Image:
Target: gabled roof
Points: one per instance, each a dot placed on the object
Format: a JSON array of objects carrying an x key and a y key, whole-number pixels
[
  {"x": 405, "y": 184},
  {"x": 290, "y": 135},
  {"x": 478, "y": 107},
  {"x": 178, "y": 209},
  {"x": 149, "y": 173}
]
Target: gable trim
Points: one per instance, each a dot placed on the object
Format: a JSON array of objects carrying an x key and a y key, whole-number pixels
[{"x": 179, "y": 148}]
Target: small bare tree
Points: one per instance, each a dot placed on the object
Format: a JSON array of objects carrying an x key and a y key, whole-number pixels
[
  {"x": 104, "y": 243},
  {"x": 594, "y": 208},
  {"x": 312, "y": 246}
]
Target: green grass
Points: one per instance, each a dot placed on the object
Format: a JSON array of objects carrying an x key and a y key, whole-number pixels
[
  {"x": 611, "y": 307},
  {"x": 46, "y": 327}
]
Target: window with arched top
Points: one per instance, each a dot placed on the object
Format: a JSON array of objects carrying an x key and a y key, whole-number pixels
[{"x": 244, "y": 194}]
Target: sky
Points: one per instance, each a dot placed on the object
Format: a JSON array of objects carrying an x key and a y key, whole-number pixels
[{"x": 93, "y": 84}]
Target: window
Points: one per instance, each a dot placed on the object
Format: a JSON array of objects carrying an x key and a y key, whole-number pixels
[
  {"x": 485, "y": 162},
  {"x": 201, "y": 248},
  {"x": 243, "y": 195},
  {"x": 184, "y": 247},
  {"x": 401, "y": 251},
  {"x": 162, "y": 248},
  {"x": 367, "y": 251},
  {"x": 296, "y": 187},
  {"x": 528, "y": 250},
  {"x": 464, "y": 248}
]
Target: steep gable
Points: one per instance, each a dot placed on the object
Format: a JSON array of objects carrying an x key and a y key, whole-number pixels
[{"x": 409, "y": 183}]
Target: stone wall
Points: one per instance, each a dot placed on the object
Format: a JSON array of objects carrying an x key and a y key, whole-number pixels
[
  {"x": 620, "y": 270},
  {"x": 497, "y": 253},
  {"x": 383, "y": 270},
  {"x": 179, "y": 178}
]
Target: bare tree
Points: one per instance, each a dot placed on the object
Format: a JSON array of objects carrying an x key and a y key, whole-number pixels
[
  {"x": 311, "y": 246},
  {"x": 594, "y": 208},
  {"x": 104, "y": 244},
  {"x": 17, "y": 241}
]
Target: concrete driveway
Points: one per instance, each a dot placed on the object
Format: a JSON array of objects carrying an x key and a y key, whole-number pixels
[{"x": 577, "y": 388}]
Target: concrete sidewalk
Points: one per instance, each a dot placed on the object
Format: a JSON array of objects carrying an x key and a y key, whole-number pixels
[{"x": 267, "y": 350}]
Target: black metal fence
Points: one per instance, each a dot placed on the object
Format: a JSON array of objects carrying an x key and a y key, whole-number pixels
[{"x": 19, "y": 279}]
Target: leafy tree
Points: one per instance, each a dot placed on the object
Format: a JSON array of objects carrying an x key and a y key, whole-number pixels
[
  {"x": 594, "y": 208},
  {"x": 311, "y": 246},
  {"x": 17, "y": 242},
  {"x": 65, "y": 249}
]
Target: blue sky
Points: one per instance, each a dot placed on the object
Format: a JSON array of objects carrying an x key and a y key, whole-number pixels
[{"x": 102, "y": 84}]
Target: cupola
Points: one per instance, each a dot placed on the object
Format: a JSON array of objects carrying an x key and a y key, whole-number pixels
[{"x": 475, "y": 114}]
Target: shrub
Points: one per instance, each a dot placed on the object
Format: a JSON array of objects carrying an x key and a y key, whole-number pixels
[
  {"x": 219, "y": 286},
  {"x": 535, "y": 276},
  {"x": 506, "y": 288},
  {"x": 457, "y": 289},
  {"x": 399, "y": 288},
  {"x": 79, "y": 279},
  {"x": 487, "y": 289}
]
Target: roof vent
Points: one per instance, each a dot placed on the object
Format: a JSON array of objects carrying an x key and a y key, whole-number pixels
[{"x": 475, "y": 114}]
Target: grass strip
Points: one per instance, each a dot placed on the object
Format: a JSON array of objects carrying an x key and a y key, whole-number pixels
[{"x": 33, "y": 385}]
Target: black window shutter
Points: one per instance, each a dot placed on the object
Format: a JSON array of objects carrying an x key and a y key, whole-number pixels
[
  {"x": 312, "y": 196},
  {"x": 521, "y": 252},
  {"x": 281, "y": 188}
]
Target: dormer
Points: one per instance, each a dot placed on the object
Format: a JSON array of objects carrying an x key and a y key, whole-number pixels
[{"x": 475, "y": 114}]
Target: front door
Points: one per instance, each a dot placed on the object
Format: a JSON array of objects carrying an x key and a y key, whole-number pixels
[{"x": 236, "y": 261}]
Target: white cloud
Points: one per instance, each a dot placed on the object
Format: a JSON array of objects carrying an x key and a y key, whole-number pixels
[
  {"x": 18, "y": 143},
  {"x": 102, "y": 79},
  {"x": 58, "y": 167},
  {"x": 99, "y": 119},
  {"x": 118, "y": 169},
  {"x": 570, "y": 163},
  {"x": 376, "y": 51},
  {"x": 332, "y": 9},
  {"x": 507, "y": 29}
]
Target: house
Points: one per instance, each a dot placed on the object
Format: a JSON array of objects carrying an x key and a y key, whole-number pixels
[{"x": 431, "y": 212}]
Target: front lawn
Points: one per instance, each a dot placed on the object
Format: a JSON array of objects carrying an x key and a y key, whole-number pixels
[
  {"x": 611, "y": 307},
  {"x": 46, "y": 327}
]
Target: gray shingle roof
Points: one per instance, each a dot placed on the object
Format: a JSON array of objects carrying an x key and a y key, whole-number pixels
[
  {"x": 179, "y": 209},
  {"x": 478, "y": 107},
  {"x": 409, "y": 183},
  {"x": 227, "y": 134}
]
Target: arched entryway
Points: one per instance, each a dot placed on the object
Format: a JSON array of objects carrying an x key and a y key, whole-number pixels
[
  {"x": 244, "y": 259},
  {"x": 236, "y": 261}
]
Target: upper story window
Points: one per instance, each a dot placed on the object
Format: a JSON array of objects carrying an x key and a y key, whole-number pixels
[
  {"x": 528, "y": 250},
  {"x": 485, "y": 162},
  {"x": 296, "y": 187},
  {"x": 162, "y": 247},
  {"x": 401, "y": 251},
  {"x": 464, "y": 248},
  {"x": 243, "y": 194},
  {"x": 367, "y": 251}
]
⁂
> _What is needed_
Retype the data in full, exactly.

> _Task answer_
Image:
Target: gabled roof
Points: one per instance, each a dot placed on the object
Format: a JSON array of objects carrying an x key and a y key, whole-number pixels
[
  {"x": 405, "y": 184},
  {"x": 290, "y": 135},
  {"x": 478, "y": 107},
  {"x": 178, "y": 209},
  {"x": 149, "y": 173}
]
Target: gable trim
Points: one per instance, each a dot placed on the object
Format: a JSON array of objects carrying an x key and a y key, whole-number pixels
[{"x": 179, "y": 148}]
Target: small bare tree
Points: one per instance, each a dot placed on the object
Format: a JSON array of objects carrying an x key and a y key, whole-number pixels
[
  {"x": 104, "y": 243},
  {"x": 594, "y": 208},
  {"x": 312, "y": 246}
]
Target: green grass
Points: one per instance, each a dot placed on the object
Format: a JSON array of objects carrying an x key and a y key, whole-number pixels
[
  {"x": 611, "y": 307},
  {"x": 46, "y": 327}
]
Target: window with arched top
Points: one per instance, each a dot placed on the object
Format: a JSON array of objects carrying an x key and a y key, whole-number pixels
[{"x": 244, "y": 194}]
Target: sky
Points: one per instance, each a dot placed on the object
Format: a JSON array of objects carrying an x key and a y key, whole-number pixels
[{"x": 93, "y": 84}]
Target: window
Points: one per instance, each a dot placed on the object
Format: a JSON array of objects carrying an x key and a y key, whole-number pixels
[
  {"x": 485, "y": 162},
  {"x": 201, "y": 248},
  {"x": 243, "y": 195},
  {"x": 184, "y": 247},
  {"x": 401, "y": 251},
  {"x": 162, "y": 248},
  {"x": 367, "y": 251},
  {"x": 296, "y": 187},
  {"x": 528, "y": 250},
  {"x": 464, "y": 248}
]
Target: steep gable
Points: one per instance, each a dot placed on the object
Format: a JSON array of objects carrying an x key and a y key, whole-number pixels
[{"x": 409, "y": 183}]
Target: stone wall
Points: one per instance, each a dot placed on the object
Format: a JSON array of objects carrying an x key and a y key, whole-number pixels
[
  {"x": 620, "y": 270},
  {"x": 497, "y": 253},
  {"x": 383, "y": 270},
  {"x": 179, "y": 178}
]
Target: bare tree
Points: one per instance, each a dot placed on the object
Format: a JSON array of objects carrying an x key and a y key, whole-number pixels
[
  {"x": 311, "y": 246},
  {"x": 594, "y": 208},
  {"x": 104, "y": 244},
  {"x": 17, "y": 241}
]
Target: concrete driveway
Points: one per instance, each a dot placed on the object
Format: a JSON array of objects carrying an x key and a y key, whole-number pixels
[{"x": 577, "y": 388}]
Target: concrete sidewalk
Points: one per instance, each a dot placed on the object
Format: a JSON array of objects carrying an x key and a y key, whole-number pixels
[{"x": 267, "y": 350}]
Target: black metal fence
Points: one per instance, each a dot placed on the object
Format: a JSON array of objects carrying an x key and a y key, whole-number pixels
[{"x": 19, "y": 279}]
Target: leafy tree
Points: one per instance, each a dot placed on the object
Format: a JSON array of objects carrying an x key and a y key, whole-number pixels
[
  {"x": 594, "y": 208},
  {"x": 311, "y": 246},
  {"x": 17, "y": 242},
  {"x": 65, "y": 249}
]
Target: blue sky
Points: one per instance, each a dot placed on the object
Format: a JSON array of objects carrying an x key and a y key, whole-number pixels
[{"x": 102, "y": 84}]
Target: cupola
Points: one per instance, each a dot placed on the object
Format: a JSON array of objects carrying an x key and a y key, whole-number pixels
[{"x": 475, "y": 114}]
Target: shrub
Points: one per instance, each a dot placed on the object
Format: a JSON array of objects carrying an x key and a y key, whole-number pixels
[
  {"x": 219, "y": 286},
  {"x": 535, "y": 276},
  {"x": 506, "y": 288},
  {"x": 457, "y": 289},
  {"x": 399, "y": 288},
  {"x": 79, "y": 279},
  {"x": 487, "y": 289}
]
Target: roof vent
Points: one per instance, each a dot placed on the object
Format: a JSON array of objects carrying an x key and a y key, whole-number pixels
[{"x": 475, "y": 114}]
Target: grass strip
Points: one per instance, each a dot placed on the object
Format: a JSON array of objects carrying an x key and a y key, whole-number pixels
[{"x": 33, "y": 385}]
Target: black window shutter
Points: one per instance, each a dot placed on the object
Format: a JSON array of objects carrying an x key and a y key, whole-number pixels
[
  {"x": 312, "y": 196},
  {"x": 521, "y": 252},
  {"x": 281, "y": 188}
]
Target: dormer
Points: one per instance, each a dot placed on the object
Format: a JSON array of objects carrying an x key and a y key, whole-number pixels
[{"x": 475, "y": 114}]
Target: front door
Points: one per instance, each a dot placed on the object
Format: a JSON array of objects carrying an x key and a y key, whole-number pixels
[{"x": 236, "y": 261}]
Target: white cloud
Points: one per instance, each a dot placed on the object
Format: a JSON array of objects carrying an x key and a y key, whole-number pixels
[
  {"x": 18, "y": 143},
  {"x": 102, "y": 79},
  {"x": 58, "y": 167},
  {"x": 99, "y": 119},
  {"x": 118, "y": 169},
  {"x": 570, "y": 163},
  {"x": 376, "y": 51},
  {"x": 332, "y": 9},
  {"x": 507, "y": 29}
]
Target: house
Points: one per instance, each a dot placed on the object
Format: a JSON array of objects carrying an x key and a y key, whole-number pixels
[{"x": 431, "y": 212}]
Target: front lawn
Points: one per instance, each a dot placed on the object
Format: a JSON array of objects carrying an x key and a y key, whole-number pixels
[
  {"x": 611, "y": 307},
  {"x": 46, "y": 327}
]
Target: gray shingle roof
Points: one per instance, each a dot placed on the object
Format: a JSON array of objects carrying an x key and a y key, whole-number pixels
[
  {"x": 179, "y": 209},
  {"x": 478, "y": 107},
  {"x": 409, "y": 183},
  {"x": 227, "y": 134}
]
Target: arched entryway
Points: one per instance, each a dot placed on the object
Format: a JSON array of objects carrying an x key and a y key, whole-number pixels
[
  {"x": 244, "y": 259},
  {"x": 236, "y": 261}
]
Target: upper story window
Points: one per instance, each a dot placed on the object
Format: a JSON array of objects carrying an x key and a y key, whole-number pixels
[
  {"x": 528, "y": 250},
  {"x": 485, "y": 162},
  {"x": 296, "y": 187},
  {"x": 162, "y": 247},
  {"x": 401, "y": 251},
  {"x": 464, "y": 248},
  {"x": 243, "y": 194},
  {"x": 367, "y": 251}
]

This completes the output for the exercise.